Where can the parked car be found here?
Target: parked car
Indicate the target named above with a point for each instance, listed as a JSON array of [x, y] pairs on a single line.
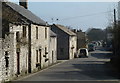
[[83, 52], [91, 47]]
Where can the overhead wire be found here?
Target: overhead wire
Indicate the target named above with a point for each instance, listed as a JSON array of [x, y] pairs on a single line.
[[69, 18]]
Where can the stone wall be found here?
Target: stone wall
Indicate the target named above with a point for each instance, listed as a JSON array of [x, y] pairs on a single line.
[[53, 50], [38, 46]]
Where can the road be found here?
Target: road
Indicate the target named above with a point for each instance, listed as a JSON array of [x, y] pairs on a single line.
[[79, 69]]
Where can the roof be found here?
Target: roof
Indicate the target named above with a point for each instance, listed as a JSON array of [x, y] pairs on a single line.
[[26, 13], [66, 30], [52, 34]]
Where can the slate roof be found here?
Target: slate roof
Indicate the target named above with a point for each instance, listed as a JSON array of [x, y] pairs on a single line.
[[52, 34], [66, 30], [26, 13]]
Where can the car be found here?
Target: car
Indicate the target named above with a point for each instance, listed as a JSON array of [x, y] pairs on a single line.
[[91, 47], [83, 52]]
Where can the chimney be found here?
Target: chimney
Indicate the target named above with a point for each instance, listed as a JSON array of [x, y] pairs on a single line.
[[24, 3]]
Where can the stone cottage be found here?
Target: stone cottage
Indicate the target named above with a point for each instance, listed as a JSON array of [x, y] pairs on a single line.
[[24, 41], [66, 42], [82, 40], [53, 48]]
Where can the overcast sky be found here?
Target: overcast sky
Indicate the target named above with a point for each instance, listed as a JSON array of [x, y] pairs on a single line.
[[79, 15]]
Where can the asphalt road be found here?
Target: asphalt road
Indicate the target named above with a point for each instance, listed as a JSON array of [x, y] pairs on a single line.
[[80, 69]]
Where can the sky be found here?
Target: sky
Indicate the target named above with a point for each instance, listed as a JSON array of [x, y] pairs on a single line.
[[78, 15]]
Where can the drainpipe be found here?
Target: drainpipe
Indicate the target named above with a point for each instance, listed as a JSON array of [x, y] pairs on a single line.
[[29, 48]]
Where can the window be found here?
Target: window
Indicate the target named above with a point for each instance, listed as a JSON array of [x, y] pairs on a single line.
[[36, 32], [24, 31], [36, 56], [45, 33]]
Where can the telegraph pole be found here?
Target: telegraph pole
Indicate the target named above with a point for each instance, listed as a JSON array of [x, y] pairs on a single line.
[[114, 18], [115, 41]]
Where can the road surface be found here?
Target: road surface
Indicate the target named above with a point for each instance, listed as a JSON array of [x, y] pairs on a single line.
[[80, 69]]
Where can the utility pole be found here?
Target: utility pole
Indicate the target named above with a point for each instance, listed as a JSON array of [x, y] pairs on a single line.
[[114, 18], [115, 41]]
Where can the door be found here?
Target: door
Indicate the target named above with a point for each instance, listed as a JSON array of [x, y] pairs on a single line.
[[40, 57]]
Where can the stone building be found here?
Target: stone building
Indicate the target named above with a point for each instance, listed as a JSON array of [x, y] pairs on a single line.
[[81, 39], [66, 42], [24, 42], [53, 48]]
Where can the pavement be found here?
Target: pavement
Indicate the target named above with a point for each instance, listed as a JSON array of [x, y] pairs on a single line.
[[94, 68]]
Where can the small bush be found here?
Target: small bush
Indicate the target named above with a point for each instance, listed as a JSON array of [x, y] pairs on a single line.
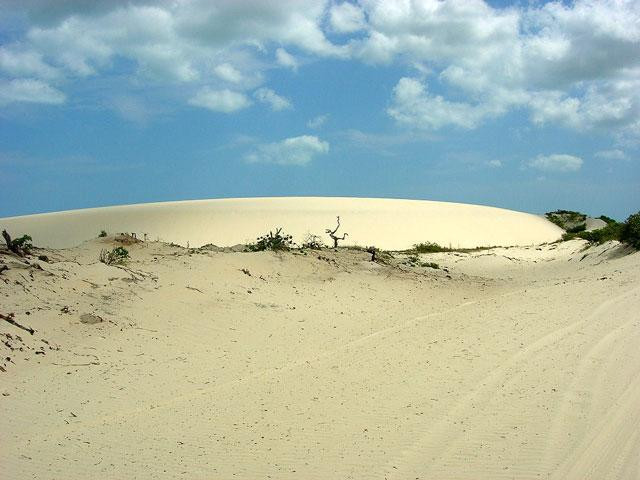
[[430, 265], [429, 247], [23, 242], [578, 228], [272, 241], [117, 256], [630, 232], [313, 242], [607, 219], [566, 219]]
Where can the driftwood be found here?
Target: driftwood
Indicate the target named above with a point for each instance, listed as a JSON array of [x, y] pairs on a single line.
[[334, 237], [9, 318]]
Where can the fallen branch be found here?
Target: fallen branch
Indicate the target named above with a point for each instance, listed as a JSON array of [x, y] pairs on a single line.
[[9, 318]]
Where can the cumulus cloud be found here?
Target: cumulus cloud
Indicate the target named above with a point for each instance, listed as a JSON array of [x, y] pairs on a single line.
[[164, 42], [575, 65], [346, 18], [290, 151], [614, 154], [228, 73], [271, 98], [25, 64], [557, 163], [318, 122], [225, 101], [414, 106], [285, 59], [30, 91]]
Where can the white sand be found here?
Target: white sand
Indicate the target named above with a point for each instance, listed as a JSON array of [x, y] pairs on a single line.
[[385, 223], [516, 363]]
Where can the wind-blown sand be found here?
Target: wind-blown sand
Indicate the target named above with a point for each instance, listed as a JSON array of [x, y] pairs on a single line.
[[387, 223], [515, 362]]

§ §

* Short problem: Format every item above as a JSON list of strings, with one string per line and blank lines left out. Leave the pictures out of the list.

* Written response:
[
  "Where can the parked car be found here?",
  "Target: parked car",
  "Indicate the target named above with a point for each instance, listed as a JSON array of [x, y] pairs on a single line.",
  "[[83, 52], [91, 47]]",
  "Where can the overhead wire be found here?",
  "Target: overhead wire",
  "Indicate the target named above with a point for each instance, listed as a JSON array of [x, y] pairs on a single line.",
  "[[69, 18]]",
  "Where can the stone wall be found here?",
  "Target: stone wall",
  "Indicate the target named above with a point for each instance, listed as a JSON array of [x, y] pairs on a single line.",
  "[[53, 50], [38, 46]]",
  "Where can the road be found here?",
  "Target: road",
  "Indicate the target named above with a point for each instance, listed as a JSON array of [x, y] pairs on a single line.",
  "[[79, 69]]",
  "Where can the roof be found here?",
  "Target: roof",
  "Indicate the target named above with a point for each instance, listed as a JSON array of [x, y] pairs on a single line.",
  "[[26, 13], [66, 30], [52, 34]]",
  "Where can the slate roof be found here?",
  "Target: slate roof",
  "Indicate the target named above with a point for each instance, listed as a JSON array of [x, y] pairs on a single line.",
  "[[52, 34], [66, 30], [26, 13]]",
  "Where can the car be found here?",
  "Target: car",
  "Indicate the target named above with a point for each instance, listed as a JSON array of [x, y] pairs on a single line.",
  "[[91, 47], [83, 52]]",
  "Where can the chimney be found here?",
  "Target: chimney",
  "Indicate the target named above with a point for each instance, listed as a JSON array of [x, y] pairs on a single line.",
  "[[24, 3]]",
  "Where can the stone cottage be found here?",
  "Target: stone cottage",
  "Indicate the target named above with a point for each instance, listed as a JSON array of [x, y] pairs on a single line.",
  "[[24, 41], [66, 42], [82, 40], [53, 48]]",
  "Where can the overcast sky be found here?",
  "Target: overcast sky",
  "Indicate the target named above with a point for each instance, listed as a JSON array of [x, y] pairs on a single line.",
  "[[79, 15]]",
  "Where can the asphalt road be found here?",
  "Target: asphalt road",
  "Indicate the target named above with a point for each instance, listed as a JSON array of [x, y] pairs on a single line.",
  "[[80, 69]]",
  "Where can the sky be found here?",
  "Target: sky",
  "Indicate the target named above with a point for each instance, listed as a JSON array of [x, y] pairs on a single line.",
  "[[78, 15]]",
  "Where can the drainpipe be found here?",
  "Target: drainpipe",
  "Indicate the target named above with a point for each instance, listed as a JSON array of [x, y] pairs on a single line.",
  "[[29, 48]]",
  "Where can the window be found here?",
  "Target: window",
  "Indicate the target named above with a point for each instance, listed as a JSON array of [x, y] pairs on a single line.",
  "[[36, 32], [24, 31], [36, 56], [45, 33]]",
  "Where can the telegraph pole be found here?",
  "Target: telegraph pole",
  "Indicate the target named above with a point for each instance, listed as a JSON array of [x, y] pairs on a single line.",
  "[[114, 18], [115, 41]]",
  "Where can the road surface be found here?",
  "Target: road surface",
  "Indicate the target named above with a point for each instance, listed as a JSON array of [x, y] pairs on a single line.",
  "[[80, 69]]",
  "Where can the utility pole be found here?",
  "Target: utility pole",
  "Indicate the target named above with a point for each instance, listed as a JSON array of [x, y] pairs on a single line.",
  "[[114, 18], [115, 41]]",
  "Where can the door be found here?",
  "Target: door",
  "Indicate the target named above with a point for each instance, listed as a JSON array of [x, y] pairs on a single line.",
  "[[40, 57]]",
  "Where can the stone building be found here?",
  "Target: stone building",
  "Indicate the target named above with a point for each instance, listed as a JSON array of [x, y] pairs on a single line.",
  "[[81, 39], [66, 42], [24, 42], [53, 48]]",
  "Where can the pavement be found here?",
  "Target: pavement",
  "Indicate the target named above with a point for each instance, listed as a JSON array of [x, y] pairs on a single line.",
  "[[94, 68]]",
  "Where can the small bush be found here?",
  "Target: small bush",
  "Indicate the target named above with a point for each instance, listed as a JSON array of [x, y] pairs on a single line.",
  "[[430, 265], [429, 247], [23, 242], [578, 228], [272, 241], [117, 256], [630, 232], [313, 242], [607, 219], [566, 219]]",
  "Where can the driftwood be found here?",
  "Target: driftwood",
  "Indicate the target named above with a point for each instance, listed as a JSON array of [x, y] pairs on a single line.",
  "[[334, 237], [9, 318]]",
  "Where can the fallen branch be found here?",
  "Target: fallen branch",
  "Indicate the target named above with a point for each instance, listed as a JSON array of [x, y] pairs on a single line.",
  "[[9, 318]]",
  "Where can the cumulus cloud be found here?",
  "Target: cumulus cloud",
  "Indicate the target named above with a point for each instance, listed as a JSON array of [x, y] pairs on a single line.",
  "[[164, 42], [575, 65], [346, 18], [290, 151], [614, 154], [228, 73], [271, 98], [25, 64], [557, 163], [318, 122], [225, 101], [414, 106], [285, 59], [30, 91]]",
  "Where can the white sand be found here?",
  "Target: white sand",
  "Indicate the target named above with a point for each instance, listed as a JSON array of [x, y] pairs on a single line.",
  "[[385, 223], [516, 363]]",
  "Where can the wind-blown sand be found here?",
  "Target: wind-blown sand",
  "Indicate the target named above with a point for each instance, listed as a JSON array of [x, y] pairs on a single line.",
  "[[387, 223], [515, 362]]"
]